FRAGMENTO DEL DOCUMENTO
* * *

El federalismo norteamericano se ha considerado por muchos autores como un contrapeso legítimo del presidencialismo de Washington; la realidad es que el presidencialismo en los Estados Unidos, a diferencia del latinoamericano, nació del federalismo y no a la inversa; la Constitución de Filadelfia fue en la práctica un acuerdo entre estados soberanos para que un delegado presidencial administrara sus temas comunes como el comercio o la defensa y les sirviera de árbitro en sus eventuales conflictos de intereses. Estas razones explican porque los regímenes parlamentarios no deben identificarse, como lo hacen algunos apelando a las relaciones históricas entre presidencialismo y federalismo, con los regímenes políticos centralizados; al contrario, el parlamentarismo permite una expresión orgánica de los intereses regionales a través de las coaliciones parlamentarias que no solamente deciden en el campo legislativo sino también lo hacen a través del Jefe de Gobierno que designan; Alemania es un buen ejemplo de un sistema fuerte federal y parlamentario. En América Latina lamentablemente nos estamos quedando con lo peor del sistema presidencialista norteamericano y sin ninguna de sus bondades. Sin el poder unificador de su Corte ni la posibilidad democrática de sus legítimas expresiones federales.

* * *

DATOS MOSTRADOS
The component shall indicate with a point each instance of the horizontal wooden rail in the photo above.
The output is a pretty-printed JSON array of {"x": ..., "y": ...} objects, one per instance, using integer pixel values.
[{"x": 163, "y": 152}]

* * *

PROBLEMA PLANTEADO
¿Qué país pone como buen ejemplo de un sistema fuerte federal y parlamentario el fragmento sobre federalismo y presidencialismo?

RESPUESTA ESCRITA
Alemania.